GIVEN TASK:
Update every item below so that "integer pixel values" reads "whole-number pixel coordinates", and keep all other text unchanged.

Coordinate labeling data:
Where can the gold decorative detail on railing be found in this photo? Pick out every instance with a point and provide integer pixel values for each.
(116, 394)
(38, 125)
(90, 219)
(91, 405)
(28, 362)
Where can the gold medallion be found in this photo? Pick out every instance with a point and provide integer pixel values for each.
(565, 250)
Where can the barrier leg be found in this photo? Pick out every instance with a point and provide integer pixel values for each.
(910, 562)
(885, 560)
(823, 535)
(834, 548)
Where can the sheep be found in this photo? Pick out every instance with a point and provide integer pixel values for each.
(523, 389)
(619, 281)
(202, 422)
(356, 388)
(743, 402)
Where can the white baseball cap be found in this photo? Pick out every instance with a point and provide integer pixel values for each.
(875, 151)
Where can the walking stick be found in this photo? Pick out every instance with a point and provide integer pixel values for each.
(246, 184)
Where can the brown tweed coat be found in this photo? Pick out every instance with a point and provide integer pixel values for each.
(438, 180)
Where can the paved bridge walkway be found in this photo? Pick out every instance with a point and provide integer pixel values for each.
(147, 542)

RESPONSE:
Where can the gold decorative detail on railing be found in this photo? Pick out every instance with a point and provide whole-number pixel coordinates for each.
(116, 394)
(38, 125)
(90, 219)
(91, 405)
(28, 362)
Where can the gold medallion be found in this photo? Pick out every instance with a point and provide whole-number pixel coordinates for each.
(565, 250)
Where can the barrier leg be found in this photo? Pick out every instance with a point and provide whole-number pixel coordinates for each.
(910, 562)
(885, 560)
(823, 535)
(834, 548)
Where can the sheep be found in this photo? Pick out every instance with a point and provide whole-number pixel coordinates for each.
(523, 389)
(619, 281)
(202, 422)
(356, 388)
(743, 402)
Where can the white baseball cap be found in this photo? Pick out every instance with a point and provide whole-number pixel coordinates for each.
(875, 151)
Where can the walking stick be found in this photo? Pick out every instance with a point and provide whole-number pixel coordinates for each.
(246, 184)
Where can the brown tweed coat be found in this photo? Pick out every instance with a point and provide whole-number pixel coordinates for each.
(438, 180)
Where can the paved bridge walkway be found in this photo? Pick out every instance with a point and provide whole-number pixel coordinates for each.
(147, 542)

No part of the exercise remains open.